§ **Set task**
Copy the rows from the line containing "In this exercise you will label the window in" through the line containing "In this exercise you will label the black", changing "coordinates" to "positions" and leaving everything else as it is.

§ **Input data**
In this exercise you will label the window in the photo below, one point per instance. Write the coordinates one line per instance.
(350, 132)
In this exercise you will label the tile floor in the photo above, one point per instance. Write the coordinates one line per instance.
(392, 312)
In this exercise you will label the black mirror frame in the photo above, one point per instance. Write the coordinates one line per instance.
---
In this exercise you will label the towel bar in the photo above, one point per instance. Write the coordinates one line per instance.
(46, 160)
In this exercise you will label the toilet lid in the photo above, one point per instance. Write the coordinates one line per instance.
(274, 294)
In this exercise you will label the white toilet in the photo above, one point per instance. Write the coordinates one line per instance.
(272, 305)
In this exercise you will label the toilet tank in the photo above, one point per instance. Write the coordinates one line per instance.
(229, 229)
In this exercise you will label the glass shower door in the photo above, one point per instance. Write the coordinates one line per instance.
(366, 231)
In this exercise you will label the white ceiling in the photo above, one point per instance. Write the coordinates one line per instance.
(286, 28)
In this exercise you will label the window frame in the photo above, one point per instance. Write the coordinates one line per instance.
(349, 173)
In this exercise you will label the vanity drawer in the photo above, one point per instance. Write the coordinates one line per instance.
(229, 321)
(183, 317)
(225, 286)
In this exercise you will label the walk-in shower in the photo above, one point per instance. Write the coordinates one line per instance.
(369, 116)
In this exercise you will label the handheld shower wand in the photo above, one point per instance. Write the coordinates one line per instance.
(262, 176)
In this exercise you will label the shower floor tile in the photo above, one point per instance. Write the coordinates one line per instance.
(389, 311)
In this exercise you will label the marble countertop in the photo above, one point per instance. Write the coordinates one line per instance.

§ **Result for this task**
In this exercise you will label the window in the photo below, one point per instance. Write the positions one line per instance.
(350, 132)
In this exercise you will label the tile floor in the photo above, one point per instance. Write the positions one line per instance.
(392, 312)
In this exercise you will label the black mirror frame in the photo above, one point per instance. Write the positions one line per instance.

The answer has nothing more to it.